───── Entries provided ─────

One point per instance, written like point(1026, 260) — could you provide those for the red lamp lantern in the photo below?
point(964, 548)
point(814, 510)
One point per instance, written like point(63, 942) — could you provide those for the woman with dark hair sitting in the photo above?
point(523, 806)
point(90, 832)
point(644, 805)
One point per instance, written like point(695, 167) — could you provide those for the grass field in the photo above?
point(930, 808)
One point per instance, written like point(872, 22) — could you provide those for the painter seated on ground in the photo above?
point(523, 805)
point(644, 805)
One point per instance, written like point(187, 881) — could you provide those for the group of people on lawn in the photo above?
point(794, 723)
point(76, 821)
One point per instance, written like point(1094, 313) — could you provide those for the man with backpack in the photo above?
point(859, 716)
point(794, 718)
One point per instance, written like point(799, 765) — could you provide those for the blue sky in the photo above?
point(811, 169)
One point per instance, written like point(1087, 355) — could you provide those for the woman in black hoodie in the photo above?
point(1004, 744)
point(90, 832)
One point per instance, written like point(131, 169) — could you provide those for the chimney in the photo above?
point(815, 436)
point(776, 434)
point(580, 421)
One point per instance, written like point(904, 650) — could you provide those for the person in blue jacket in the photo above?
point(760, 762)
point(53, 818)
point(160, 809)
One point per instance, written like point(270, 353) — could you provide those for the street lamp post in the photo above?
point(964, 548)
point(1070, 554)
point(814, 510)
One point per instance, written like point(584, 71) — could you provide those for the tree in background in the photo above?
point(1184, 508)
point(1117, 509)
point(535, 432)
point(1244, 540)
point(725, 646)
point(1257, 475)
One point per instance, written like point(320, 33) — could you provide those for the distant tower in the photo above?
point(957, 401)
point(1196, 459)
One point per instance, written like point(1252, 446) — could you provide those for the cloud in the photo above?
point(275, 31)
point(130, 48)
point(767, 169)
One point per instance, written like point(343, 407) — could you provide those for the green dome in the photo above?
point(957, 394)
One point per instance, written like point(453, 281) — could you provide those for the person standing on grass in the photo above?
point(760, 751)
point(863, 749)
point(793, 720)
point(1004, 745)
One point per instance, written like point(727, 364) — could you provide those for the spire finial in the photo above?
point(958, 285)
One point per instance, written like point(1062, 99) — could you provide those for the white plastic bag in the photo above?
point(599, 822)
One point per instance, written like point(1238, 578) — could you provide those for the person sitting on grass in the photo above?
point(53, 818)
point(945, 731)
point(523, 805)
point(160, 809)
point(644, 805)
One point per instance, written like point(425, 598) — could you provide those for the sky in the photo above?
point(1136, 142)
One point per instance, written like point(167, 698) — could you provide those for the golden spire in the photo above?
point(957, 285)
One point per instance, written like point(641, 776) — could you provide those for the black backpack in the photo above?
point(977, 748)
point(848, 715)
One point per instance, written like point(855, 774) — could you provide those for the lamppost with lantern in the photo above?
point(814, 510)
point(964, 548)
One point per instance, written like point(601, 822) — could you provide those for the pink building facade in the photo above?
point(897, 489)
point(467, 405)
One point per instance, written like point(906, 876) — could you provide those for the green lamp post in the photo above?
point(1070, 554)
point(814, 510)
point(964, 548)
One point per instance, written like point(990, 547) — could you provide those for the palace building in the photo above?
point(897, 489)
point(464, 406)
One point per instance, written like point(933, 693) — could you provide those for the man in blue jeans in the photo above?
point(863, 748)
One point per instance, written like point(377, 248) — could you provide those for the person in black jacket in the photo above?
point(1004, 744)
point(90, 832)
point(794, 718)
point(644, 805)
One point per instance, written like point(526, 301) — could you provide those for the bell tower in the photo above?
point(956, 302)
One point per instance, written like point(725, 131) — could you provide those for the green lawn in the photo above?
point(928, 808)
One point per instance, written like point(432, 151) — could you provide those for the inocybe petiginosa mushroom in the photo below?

─────

▶ Assignment: What you return must match the data above character for character.

▶ Response area:
One point per instance, written like point(1026, 260) — could you provide those for the red lamp lantern in the photo below?
point(964, 548)
point(814, 510)
One point per instance, written like point(63, 942) — could you provide those for the woman with dark hair sitting in the photo above?
point(523, 806)
point(90, 832)
point(644, 805)
One point per instance, written like point(695, 167) — could you provide those for the grass field in the photo above?
point(930, 808)
One point per instance, written like point(872, 22) — could you provide those for the painter seated on ground in the photo above?
point(523, 805)
point(644, 805)
One point per instance, written like point(187, 881) — could you provide those for the group of people on lawn in the photo above?
point(794, 723)
point(76, 821)
One point per instance, written like point(1094, 313) — could you provide those for the man with backpack in the photo above?
point(859, 716)
point(794, 718)
One point per instance, written like point(799, 765) — could you provide those for the blue sky in the photo above?
point(811, 169)
One point per instance, written like point(1087, 355) — could you provide those for the woman in black hoodie in the photo above?
point(1004, 744)
point(90, 832)
One point per instance, written like point(131, 169) — could you provide those for the chimney in the photo above?
point(815, 436)
point(776, 434)
point(580, 421)
One point per instance, written like point(904, 650) — could you provide those for the person in blue jacket in the photo above?
point(760, 762)
point(53, 818)
point(160, 809)
One point per instance, written like point(270, 353) — could you provide those for the street lamp post in the photo above?
point(964, 548)
point(1070, 554)
point(814, 510)
One point per instance, written like point(584, 71) — could you provide those for the tree in background in the photo above?
point(1184, 508)
point(1117, 509)
point(535, 432)
point(1244, 540)
point(725, 646)
point(1257, 475)
One point per instance, written like point(320, 33) — could you provide those for the distant tower in the photo above?
point(957, 401)
point(1196, 459)
One point per instance, written like point(1252, 446) — could you provide those for the cloud in the photo above?
point(275, 31)
point(130, 48)
point(767, 169)
One point per instance, written like point(343, 407) — could you provide those for the green dome in the photo above?
point(957, 394)
One point per instance, written like point(453, 281) — could you provide those for the person standing on grass in the photo above?
point(760, 751)
point(863, 749)
point(793, 720)
point(1004, 745)
One point per instance, written like point(727, 364) — could you provide those for the spire finial in the photo above?
point(958, 285)
One point per instance, written like point(1062, 99) — could you provide those for the white plastic bag in the photo above?
point(599, 822)
One point per instance, written like point(1238, 578) — could you provide those for the person sitting on grass in the photo above?
point(53, 818)
point(945, 731)
point(523, 805)
point(160, 809)
point(644, 805)
One point per instance, written like point(425, 598) — could you provide those for the sky in the photo above?
point(1136, 142)
One point per instance, written like point(167, 698) — could you provide those for the golden spire in the photo above?
point(957, 285)
One point per instance, written like point(641, 776) — could you provide those for the black backpack in the photo above?
point(977, 748)
point(848, 715)
One point per instance, written like point(855, 774) — could you provide those for the lamppost with lantern in the photo above?
point(814, 510)
point(964, 548)
One point per instance, written like point(601, 822) — could you provide those for the pink building facade in the photo above?
point(897, 489)
point(467, 405)
One point per instance, written like point(906, 876) — could you provide those for the green lamp post in the photo above?
point(1070, 554)
point(814, 510)
point(964, 548)
One point per instance, written like point(990, 547) — could you provide those for the palace building in the photo above?
point(897, 489)
point(464, 406)
One point per instance, written like point(933, 693) — could you provide those for the man in blue jeans in the photo above?
point(863, 748)
One point per instance, written like point(377, 248) — could you provide those for the person in black jacket in the photo above?
point(1004, 744)
point(90, 832)
point(794, 718)
point(644, 805)
One point per instance, written like point(526, 301) — could you provide those for the bell tower in the photo above?
point(956, 302)
One point per instance, written like point(725, 131) — could you provide those for the green lawn in the photo above?
point(928, 808)
One point per instance, written like point(432, 151) — could you provide those for the inocybe petiginosa mushroom in the photo below?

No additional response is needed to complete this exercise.